Data entries

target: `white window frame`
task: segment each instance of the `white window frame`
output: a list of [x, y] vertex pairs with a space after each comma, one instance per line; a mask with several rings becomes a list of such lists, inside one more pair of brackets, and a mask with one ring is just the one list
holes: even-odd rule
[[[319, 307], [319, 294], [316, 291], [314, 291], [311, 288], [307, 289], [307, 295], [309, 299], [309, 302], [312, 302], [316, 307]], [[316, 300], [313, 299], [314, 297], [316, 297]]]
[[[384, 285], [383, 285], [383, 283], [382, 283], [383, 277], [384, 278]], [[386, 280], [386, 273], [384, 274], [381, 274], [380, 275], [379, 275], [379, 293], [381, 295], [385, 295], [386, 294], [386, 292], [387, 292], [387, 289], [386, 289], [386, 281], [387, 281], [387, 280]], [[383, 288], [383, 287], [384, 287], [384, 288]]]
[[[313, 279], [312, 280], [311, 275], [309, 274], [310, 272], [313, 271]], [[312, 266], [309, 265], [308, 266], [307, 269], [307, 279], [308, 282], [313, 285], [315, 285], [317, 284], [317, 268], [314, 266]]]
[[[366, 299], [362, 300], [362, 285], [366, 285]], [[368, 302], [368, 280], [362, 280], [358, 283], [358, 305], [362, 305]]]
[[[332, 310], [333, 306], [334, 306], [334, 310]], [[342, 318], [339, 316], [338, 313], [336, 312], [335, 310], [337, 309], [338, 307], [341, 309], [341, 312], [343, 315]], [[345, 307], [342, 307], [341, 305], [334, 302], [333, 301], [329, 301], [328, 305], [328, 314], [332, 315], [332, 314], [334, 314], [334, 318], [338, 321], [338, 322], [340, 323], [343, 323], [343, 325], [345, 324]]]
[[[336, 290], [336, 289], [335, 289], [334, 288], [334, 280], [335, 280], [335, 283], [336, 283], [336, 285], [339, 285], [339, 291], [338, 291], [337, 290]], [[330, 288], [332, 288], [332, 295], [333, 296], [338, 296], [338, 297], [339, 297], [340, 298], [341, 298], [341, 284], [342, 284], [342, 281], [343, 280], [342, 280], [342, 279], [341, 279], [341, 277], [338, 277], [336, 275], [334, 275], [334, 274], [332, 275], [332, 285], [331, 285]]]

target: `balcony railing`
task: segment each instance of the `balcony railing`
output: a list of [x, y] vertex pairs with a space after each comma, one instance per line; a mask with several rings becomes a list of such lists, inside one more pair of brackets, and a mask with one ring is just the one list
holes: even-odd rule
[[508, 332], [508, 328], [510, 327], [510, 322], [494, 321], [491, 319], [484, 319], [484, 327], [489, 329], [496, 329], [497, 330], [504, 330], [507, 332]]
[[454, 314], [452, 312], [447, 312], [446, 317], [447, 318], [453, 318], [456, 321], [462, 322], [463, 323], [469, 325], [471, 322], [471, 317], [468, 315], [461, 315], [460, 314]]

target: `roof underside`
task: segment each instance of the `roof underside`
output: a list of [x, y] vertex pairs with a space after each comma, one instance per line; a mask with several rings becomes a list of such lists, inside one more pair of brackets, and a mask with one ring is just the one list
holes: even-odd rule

==

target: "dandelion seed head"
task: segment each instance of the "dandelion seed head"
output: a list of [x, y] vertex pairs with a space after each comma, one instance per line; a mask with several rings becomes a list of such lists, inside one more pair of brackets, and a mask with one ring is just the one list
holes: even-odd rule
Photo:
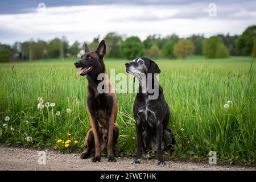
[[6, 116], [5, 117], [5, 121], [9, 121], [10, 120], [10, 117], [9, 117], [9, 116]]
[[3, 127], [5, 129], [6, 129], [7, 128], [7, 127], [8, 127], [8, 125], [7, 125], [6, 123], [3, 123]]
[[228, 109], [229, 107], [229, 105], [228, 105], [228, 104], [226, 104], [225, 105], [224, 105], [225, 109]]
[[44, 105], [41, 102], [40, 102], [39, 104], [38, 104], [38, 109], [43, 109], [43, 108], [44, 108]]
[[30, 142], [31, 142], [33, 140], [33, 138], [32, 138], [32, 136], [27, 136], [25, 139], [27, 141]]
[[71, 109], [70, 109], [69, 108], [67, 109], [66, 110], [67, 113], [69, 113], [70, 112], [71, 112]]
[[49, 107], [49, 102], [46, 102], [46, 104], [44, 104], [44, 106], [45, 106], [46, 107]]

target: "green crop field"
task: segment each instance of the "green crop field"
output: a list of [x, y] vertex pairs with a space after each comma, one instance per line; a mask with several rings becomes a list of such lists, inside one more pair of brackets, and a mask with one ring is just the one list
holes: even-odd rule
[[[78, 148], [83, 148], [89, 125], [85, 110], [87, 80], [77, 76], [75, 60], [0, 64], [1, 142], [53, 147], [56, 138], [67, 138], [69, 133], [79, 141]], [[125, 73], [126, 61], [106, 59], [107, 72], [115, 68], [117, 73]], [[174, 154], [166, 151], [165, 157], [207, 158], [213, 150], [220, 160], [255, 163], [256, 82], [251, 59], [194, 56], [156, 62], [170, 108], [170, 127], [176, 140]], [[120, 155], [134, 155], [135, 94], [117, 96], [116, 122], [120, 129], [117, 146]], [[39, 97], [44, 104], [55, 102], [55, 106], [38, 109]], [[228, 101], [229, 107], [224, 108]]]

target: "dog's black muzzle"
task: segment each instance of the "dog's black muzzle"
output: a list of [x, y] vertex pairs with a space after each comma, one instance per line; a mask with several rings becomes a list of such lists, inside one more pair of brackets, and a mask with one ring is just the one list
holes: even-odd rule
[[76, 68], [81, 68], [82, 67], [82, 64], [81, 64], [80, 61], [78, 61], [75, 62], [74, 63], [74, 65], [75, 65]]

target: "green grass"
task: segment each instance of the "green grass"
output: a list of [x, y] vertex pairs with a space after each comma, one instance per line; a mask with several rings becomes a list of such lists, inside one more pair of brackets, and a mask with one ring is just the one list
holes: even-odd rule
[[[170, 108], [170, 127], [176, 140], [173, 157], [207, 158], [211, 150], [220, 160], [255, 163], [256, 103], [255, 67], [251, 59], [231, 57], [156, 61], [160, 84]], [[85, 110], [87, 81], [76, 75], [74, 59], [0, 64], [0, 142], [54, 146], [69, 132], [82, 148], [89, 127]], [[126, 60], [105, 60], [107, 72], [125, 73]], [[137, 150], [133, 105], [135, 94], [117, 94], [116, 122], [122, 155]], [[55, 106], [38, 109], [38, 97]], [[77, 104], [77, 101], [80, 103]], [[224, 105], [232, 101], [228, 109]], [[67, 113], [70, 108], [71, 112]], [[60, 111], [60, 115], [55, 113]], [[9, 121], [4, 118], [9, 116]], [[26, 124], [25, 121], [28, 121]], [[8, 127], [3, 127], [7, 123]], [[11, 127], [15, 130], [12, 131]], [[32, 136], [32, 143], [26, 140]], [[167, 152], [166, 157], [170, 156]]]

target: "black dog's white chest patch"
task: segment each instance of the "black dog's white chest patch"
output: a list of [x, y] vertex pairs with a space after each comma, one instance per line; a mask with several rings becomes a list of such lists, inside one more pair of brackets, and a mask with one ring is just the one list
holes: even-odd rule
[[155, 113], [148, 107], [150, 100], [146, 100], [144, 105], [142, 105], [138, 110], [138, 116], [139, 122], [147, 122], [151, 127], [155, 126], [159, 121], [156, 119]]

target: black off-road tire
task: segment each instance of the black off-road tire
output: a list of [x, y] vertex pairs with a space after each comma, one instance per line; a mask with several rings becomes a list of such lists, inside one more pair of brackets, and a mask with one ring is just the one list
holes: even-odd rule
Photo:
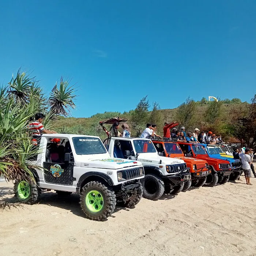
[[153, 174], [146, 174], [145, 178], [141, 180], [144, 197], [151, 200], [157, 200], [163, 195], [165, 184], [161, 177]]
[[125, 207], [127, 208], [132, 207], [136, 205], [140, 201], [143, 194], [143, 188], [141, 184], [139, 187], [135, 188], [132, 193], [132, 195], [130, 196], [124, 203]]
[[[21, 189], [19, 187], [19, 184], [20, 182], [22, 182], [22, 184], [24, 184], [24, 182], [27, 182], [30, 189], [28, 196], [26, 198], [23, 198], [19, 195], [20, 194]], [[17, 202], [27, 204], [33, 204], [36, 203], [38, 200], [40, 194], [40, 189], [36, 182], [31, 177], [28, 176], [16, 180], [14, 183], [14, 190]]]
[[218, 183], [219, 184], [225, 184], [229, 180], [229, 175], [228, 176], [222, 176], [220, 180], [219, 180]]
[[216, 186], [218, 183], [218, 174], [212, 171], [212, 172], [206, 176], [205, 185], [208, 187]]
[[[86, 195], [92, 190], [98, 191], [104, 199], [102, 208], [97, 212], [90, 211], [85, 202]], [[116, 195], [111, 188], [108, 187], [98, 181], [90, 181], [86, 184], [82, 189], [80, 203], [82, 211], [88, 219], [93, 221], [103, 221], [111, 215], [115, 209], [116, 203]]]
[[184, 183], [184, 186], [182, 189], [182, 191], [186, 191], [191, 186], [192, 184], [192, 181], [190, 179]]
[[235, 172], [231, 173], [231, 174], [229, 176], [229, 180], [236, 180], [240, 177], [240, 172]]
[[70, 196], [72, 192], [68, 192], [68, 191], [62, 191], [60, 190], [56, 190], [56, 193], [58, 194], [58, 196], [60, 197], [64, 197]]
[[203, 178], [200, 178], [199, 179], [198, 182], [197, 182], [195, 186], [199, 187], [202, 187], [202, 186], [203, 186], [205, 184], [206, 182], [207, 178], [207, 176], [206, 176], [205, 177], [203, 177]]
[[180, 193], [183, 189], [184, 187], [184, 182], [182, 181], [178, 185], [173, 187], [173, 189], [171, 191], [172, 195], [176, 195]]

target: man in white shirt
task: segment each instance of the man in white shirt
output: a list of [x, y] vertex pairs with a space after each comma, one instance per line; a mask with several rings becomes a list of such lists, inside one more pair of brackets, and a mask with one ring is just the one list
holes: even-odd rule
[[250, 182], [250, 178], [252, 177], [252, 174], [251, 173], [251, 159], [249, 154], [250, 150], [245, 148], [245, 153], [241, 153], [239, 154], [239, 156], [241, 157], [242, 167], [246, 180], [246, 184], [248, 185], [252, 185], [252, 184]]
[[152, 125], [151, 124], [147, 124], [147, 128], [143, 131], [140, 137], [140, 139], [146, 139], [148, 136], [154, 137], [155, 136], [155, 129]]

* _EXERCISE INSTRUCTIONS_
Could you repeat the lines from the line with "target: black off-road tire" to the line with "185], [208, 187]]", swapping "off-road tire" for "all-terrain tire" and changing nothing else? Leave the pictures out.

* _ANSWER FOR THE TASK_
target: black all-terrain tire
task: segment each instance of the black all-terrain tire
output: a list of [x, y] vertex pairs with a space after each comma, one instance per line; a mask with several rings becomes a list of such lists, inside one more pair of brackets, and a mask with one ring is just the one list
holes: even-odd rule
Photo:
[[153, 174], [146, 174], [145, 178], [141, 180], [144, 197], [151, 200], [157, 200], [163, 195], [165, 184], [161, 177]]
[[125, 207], [127, 208], [132, 207], [136, 205], [140, 201], [143, 194], [143, 188], [141, 184], [139, 187], [135, 188], [132, 193], [132, 195], [130, 196], [124, 203]]
[[[21, 189], [19, 187], [19, 184], [20, 182], [22, 182], [22, 184], [24, 184], [24, 182], [27, 182], [30, 189], [28, 196], [26, 198], [23, 198], [19, 195], [20, 194]], [[17, 202], [27, 204], [33, 204], [36, 203], [38, 200], [40, 194], [40, 189], [36, 182], [31, 177], [28, 176], [16, 180], [14, 183], [14, 190]]]
[[218, 183], [219, 184], [225, 184], [229, 180], [229, 175], [228, 176], [222, 176], [220, 180], [219, 180]]
[[216, 186], [218, 183], [218, 174], [212, 171], [212, 172], [206, 176], [205, 185], [208, 187]]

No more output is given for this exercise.